**Directive**
Report every line in the items below that contains the string "black", copying each such line in full.

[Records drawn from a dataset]

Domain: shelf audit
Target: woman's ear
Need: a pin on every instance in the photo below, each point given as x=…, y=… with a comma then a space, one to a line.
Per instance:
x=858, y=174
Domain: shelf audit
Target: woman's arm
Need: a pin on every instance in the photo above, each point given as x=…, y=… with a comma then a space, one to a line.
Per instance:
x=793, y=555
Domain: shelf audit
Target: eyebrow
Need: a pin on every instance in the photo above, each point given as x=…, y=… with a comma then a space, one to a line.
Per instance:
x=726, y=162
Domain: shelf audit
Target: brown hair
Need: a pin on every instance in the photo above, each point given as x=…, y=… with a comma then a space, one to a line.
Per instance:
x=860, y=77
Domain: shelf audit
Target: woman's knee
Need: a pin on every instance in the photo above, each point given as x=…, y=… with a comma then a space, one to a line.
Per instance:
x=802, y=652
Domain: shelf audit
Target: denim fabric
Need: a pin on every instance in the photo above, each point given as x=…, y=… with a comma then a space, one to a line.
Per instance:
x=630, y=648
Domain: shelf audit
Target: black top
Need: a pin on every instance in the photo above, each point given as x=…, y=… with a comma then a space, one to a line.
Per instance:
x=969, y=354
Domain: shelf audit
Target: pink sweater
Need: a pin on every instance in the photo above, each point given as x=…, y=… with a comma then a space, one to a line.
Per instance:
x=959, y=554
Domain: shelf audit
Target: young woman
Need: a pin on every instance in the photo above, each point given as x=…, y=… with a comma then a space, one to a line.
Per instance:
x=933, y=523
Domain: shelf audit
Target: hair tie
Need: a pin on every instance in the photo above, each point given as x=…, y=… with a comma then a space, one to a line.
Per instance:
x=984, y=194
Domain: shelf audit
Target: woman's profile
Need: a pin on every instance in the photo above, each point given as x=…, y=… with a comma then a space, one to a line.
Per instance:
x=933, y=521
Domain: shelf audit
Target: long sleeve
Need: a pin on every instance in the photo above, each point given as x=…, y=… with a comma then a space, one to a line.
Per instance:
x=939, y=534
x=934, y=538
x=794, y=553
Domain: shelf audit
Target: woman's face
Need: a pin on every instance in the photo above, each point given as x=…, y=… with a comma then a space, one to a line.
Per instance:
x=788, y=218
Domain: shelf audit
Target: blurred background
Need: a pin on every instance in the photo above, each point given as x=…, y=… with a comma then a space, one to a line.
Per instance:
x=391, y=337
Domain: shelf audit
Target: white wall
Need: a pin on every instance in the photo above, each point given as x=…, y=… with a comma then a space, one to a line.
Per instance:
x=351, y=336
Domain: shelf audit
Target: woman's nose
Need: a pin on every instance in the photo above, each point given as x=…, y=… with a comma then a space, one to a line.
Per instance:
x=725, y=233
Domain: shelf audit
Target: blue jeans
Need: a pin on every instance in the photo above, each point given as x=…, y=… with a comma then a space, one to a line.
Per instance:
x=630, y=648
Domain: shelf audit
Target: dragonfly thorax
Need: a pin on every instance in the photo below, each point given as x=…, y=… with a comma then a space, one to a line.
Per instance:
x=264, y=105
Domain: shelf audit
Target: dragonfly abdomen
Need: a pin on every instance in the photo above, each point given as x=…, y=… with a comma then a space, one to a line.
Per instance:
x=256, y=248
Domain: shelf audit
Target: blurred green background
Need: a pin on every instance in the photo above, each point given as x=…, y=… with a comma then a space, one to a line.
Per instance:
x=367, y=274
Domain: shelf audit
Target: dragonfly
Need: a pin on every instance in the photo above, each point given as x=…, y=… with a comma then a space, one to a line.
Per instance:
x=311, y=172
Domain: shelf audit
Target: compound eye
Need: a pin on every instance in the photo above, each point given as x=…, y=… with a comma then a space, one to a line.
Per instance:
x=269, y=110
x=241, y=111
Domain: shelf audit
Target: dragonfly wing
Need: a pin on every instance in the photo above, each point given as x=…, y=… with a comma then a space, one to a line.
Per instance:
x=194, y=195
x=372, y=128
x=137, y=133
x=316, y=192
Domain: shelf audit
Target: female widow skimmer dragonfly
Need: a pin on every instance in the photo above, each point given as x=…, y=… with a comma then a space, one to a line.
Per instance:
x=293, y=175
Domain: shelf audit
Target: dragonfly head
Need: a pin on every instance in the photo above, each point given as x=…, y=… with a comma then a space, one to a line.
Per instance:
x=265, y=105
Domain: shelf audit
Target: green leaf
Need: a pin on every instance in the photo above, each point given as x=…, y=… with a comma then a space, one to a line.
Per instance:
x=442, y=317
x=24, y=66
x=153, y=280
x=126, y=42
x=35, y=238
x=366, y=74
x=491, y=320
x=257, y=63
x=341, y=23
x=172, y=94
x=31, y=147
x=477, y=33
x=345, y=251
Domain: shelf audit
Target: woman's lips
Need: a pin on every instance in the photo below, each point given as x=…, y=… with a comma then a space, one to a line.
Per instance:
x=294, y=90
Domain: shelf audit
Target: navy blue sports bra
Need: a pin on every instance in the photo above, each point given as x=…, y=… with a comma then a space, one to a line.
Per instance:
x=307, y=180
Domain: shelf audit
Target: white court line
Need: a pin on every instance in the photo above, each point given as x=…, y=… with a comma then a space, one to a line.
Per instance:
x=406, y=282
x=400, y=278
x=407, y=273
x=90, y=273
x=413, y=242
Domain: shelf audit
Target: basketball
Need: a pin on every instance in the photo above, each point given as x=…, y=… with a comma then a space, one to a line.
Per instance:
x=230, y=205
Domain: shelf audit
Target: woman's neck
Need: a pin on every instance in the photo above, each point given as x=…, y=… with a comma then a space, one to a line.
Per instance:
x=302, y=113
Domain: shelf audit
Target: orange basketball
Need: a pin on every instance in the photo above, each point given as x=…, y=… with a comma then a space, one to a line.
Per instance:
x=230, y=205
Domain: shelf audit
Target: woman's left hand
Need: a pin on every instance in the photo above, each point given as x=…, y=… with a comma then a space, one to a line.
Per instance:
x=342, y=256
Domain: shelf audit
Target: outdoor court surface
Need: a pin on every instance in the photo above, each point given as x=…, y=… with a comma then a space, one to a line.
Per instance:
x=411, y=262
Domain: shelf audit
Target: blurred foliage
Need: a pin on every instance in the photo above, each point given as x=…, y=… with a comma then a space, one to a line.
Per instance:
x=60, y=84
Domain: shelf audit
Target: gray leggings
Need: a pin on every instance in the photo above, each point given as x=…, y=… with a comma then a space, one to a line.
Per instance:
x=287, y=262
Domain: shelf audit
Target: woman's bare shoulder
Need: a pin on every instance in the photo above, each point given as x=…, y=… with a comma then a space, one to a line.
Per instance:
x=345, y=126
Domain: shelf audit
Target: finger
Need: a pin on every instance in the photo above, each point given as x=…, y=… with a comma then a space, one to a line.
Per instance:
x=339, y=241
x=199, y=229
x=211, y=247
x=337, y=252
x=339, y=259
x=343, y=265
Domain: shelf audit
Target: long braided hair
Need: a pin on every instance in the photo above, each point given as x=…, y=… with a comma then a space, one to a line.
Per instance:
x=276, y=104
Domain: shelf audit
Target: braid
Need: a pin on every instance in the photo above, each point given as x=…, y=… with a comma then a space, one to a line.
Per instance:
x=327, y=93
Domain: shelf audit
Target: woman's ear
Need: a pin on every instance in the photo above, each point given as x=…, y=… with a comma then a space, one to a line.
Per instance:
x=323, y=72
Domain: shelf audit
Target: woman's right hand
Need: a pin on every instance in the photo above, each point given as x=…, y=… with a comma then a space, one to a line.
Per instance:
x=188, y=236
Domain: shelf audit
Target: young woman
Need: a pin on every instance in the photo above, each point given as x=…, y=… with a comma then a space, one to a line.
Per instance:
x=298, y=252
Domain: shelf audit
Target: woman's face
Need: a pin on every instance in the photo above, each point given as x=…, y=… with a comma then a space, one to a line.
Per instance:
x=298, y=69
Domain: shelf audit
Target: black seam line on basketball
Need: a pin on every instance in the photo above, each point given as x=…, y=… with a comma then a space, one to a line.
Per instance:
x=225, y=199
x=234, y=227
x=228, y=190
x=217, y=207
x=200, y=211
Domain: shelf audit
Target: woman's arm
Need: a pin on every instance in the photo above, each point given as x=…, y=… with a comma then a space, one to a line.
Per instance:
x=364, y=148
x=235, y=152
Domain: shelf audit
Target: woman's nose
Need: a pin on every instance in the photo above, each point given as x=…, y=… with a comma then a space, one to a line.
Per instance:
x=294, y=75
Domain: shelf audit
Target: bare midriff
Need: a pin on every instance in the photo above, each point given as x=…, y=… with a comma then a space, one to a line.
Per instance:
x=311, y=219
---
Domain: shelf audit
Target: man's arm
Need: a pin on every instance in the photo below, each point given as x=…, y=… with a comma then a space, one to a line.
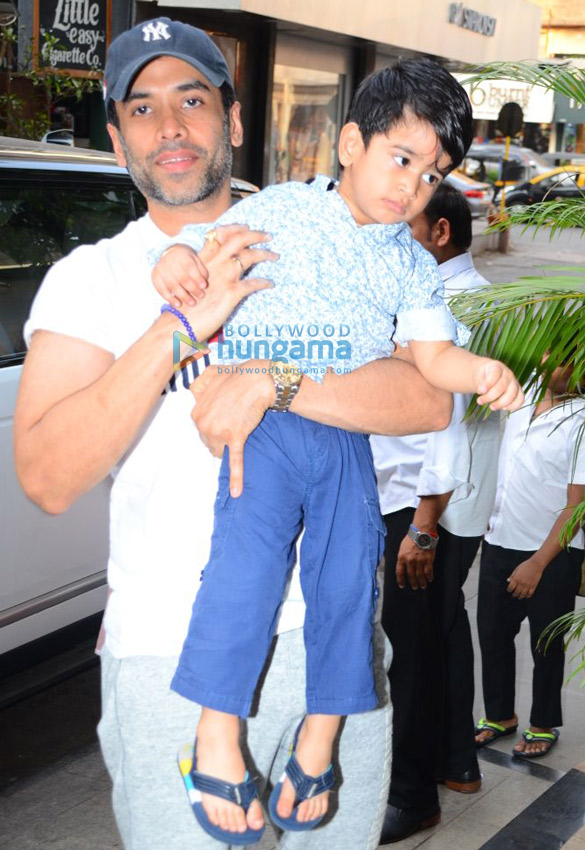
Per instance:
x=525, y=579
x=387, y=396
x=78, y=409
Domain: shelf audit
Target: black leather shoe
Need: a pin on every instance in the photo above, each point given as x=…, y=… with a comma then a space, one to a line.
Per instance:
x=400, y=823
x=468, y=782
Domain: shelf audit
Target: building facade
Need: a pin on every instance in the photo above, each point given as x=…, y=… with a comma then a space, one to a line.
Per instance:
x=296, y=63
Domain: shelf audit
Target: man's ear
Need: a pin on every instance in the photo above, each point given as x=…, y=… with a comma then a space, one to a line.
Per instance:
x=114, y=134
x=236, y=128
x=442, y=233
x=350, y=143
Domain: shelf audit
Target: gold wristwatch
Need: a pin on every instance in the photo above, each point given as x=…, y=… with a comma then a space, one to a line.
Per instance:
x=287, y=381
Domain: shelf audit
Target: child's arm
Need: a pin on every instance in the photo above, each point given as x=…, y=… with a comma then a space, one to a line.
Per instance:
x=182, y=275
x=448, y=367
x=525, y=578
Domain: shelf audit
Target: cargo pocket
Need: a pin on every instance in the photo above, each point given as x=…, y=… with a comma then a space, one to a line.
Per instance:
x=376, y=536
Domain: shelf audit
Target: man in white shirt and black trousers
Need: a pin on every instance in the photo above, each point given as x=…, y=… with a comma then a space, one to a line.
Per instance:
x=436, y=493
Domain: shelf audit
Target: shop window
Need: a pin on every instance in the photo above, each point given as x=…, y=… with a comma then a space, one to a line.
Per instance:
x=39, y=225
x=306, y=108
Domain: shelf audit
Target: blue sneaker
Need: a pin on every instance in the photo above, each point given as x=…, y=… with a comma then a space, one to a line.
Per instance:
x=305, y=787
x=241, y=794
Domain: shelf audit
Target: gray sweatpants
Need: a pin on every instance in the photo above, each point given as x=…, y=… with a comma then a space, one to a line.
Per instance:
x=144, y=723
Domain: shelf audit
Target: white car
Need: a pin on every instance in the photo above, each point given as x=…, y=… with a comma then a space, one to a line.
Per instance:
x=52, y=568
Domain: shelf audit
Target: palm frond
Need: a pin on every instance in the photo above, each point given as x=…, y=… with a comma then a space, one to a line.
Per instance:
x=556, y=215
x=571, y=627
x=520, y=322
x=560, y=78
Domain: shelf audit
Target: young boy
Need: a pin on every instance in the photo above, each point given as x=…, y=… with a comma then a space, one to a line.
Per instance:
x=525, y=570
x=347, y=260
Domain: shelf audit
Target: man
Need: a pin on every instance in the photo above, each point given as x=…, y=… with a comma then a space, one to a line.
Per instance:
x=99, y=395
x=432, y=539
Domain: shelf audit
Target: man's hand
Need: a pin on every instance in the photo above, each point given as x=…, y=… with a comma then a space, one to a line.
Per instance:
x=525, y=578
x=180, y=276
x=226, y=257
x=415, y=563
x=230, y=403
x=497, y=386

**Final result**
Target: black top
Target: black seam line on basketball
Target: black leather shoe
Target: man in white shirt and black trousers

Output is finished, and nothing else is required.